═════ Text excerpt

Many tasks are satisfying to the extent that they provide their participants with feelings of contentment, identification, and the expression of agency. Artistic and artisanal work often falls within this remit. However, our understanding of such tasks is limited by the assumption that they are satisfying primarily because they bring a creation into being.3 This article does not claim that creative processes are not satisfying. Rather, I argue that creativity is one expression of a broader family of transformative processes, some of which may not be creative at all. It is the transformative dimension of a task that endows its participant with satisfaction, as opposed to its creative aspects (which I argue are epiphenomenal to satisfaction). Understanding this distinction provides the conceptual wherewithal to appreciate why the types of engagement that one traditionally associates with creative artisanship can also be experienced by persons whose labor disassembles rather than makes, and by persons who have widely variable relationships to skill, time discipline, and the distinction between manual and non-manual labor. The value of focusing on ‘transformation’ here lies in its capacity to capture all possibilities and directions of material change while also leaving behind some of the cultural and ethical baggage inherent in terms like ‘creativity.’
The conceptual slippage that I highlight stems from a fetish for creativity in the social sciences, which regards artistic process as the purest expression of human identities (Ingold 2013: 19), and sees the act of design and building as the fulfillment of fundamental human urges (ibid.: 39). In Hallam and Ingold's (2007) ambitious appraisal of anthropology's engagement with the human condition, transformation is an important aspect of cultural improvisation. However, it is the spirit of creativity that is integral to the process of a fulfilling social life. Further afield, in the sociology of art Howard Becker (2006: 23) has understood improvisation itself to be a succession of moments of completion and creation. Yet it is only the rites and social structures that adhere to processes of artistry which give an impression that they are a series of definite moments of creative completion and mastery. The actual process itself is open-ended.

══════════
═════ Data entries

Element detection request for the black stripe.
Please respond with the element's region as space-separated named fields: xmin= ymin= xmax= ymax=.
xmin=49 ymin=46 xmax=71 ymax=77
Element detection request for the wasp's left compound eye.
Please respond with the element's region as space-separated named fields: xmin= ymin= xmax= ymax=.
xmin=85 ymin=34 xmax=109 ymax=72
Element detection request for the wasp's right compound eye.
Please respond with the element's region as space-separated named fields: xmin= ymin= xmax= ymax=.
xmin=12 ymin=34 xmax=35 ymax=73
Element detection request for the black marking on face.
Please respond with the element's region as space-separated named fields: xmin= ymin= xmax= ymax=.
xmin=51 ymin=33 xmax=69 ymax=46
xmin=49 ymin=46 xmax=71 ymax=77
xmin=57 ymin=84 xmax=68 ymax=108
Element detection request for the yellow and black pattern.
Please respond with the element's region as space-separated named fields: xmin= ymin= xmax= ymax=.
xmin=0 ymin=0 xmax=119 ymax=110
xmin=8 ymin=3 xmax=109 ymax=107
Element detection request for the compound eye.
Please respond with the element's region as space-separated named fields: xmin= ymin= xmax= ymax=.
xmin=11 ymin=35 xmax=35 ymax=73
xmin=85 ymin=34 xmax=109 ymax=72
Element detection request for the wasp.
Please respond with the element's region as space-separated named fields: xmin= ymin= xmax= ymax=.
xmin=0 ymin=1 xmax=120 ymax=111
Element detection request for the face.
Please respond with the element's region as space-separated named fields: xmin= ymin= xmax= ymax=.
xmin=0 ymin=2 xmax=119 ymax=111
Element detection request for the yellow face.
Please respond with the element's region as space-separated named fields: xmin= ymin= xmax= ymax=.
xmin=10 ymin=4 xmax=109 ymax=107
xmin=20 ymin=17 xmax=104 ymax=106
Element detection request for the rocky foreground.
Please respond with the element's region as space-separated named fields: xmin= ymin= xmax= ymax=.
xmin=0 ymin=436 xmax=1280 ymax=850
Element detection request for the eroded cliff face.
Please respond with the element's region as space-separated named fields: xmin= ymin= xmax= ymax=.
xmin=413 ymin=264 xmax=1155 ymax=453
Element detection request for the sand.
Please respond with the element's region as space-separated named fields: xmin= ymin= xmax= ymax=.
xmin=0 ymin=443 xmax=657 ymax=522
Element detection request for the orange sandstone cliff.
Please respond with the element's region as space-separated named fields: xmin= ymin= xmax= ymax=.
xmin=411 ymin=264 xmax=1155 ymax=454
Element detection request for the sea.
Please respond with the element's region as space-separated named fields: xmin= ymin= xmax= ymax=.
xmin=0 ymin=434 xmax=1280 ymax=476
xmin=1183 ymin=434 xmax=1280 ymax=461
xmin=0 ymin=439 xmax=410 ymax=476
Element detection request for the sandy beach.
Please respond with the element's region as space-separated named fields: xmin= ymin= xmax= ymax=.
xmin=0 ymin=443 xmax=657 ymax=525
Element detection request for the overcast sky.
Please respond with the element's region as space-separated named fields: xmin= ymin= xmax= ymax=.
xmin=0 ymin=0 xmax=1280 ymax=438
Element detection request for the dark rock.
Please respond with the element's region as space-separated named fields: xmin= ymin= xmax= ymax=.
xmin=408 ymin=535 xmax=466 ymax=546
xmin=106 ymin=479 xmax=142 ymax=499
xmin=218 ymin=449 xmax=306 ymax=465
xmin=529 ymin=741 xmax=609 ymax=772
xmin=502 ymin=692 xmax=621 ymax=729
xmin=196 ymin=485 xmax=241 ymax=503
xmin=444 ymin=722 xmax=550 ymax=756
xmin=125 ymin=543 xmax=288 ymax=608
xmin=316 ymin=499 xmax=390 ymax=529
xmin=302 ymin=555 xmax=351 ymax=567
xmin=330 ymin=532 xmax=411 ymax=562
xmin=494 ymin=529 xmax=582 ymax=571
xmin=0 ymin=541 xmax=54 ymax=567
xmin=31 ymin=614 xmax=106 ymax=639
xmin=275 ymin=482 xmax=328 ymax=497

══════════

Direction:
Pick up the passage on transformation and creativity in satisfying work after its last sentence and continue it.

Output of the exercise:
Following Strathern's (1999: 161–203) insights on divergent conceptualizations of substance, I suggest that this analytic emphasis on creativity is itself the product of a Western intellectual and cultural history that privileges discrete processes of becoming, which result in something being definitively made in a complete form. This cultural emphasis on creation can be connected to the cosmologies of the Abrahamic religions, whose notions of ontogeny are themselves rooted in God's initial act of Creation. As many scholars have observed, this emphasis on creation conflicts with understandings of personhood in many other cultural systems (Descola 2012; E. Leach 1966; Rival 1998; Riviere 1974).
The assumption that creation is integral to a subjective identification with one's labor rests upon a selective reading of Marx's writings on alienation that confuses the principles of skilled creation with those of transformation, and accordingly places a great deal of emphasis on the creative dimensions of artisanship. Comparative ethnography would suggest that those who perform creative artisanship do not in fact idealize it (Cant 2016: 21; Coombe 1998; Marchand 2010; Venkatesan 2010; Wood 2008). However, a more prevalent strand of thought posits that craft and industrial labor belong at opposite ends of a continuum of alienation (Sennett 2008). This model assumes that creative dimensions in the work process constitute the grounds for satisfaction, since it is these qualities that imbue the product of labor with the identity of its maker (Errington 1998: 140–141). As such, the products of creative artisanal work process are deemed to be inalienable (J. Leach 2003; Myers 2001; Weiner 1992).
The enduring presence of alienation in debates on artisanship stems from early references to Marxist principles in the Arts and Craft movement of the late nineteenth and early twentieth centuries (cf. Cant 2016: 24, Greenhalgh 1997: 32–36). William Morris drew heavily on Marx's writings on the form of alienation termed ‘self estrangement’ from the act of production (Marx [1844] 1970: 111). Deviations from the human urge to engage in creative, productive work, which Marx discussed using the concept of ‘species-being’ (see Marx [1844] 1970; Marx and Engels [1846] 1970), are assumed to be artifices of coercive political-economic forces, which engender lives of hegemony and ennui for their subjects: work that does not create is unnatural and therefore unsatisfying in a way that is hard to quantify. Morris ([1888] 1896: 117) regarded industrial wage labor as an imposition upon human will, distinct from the urge to create, which is central to the human condition.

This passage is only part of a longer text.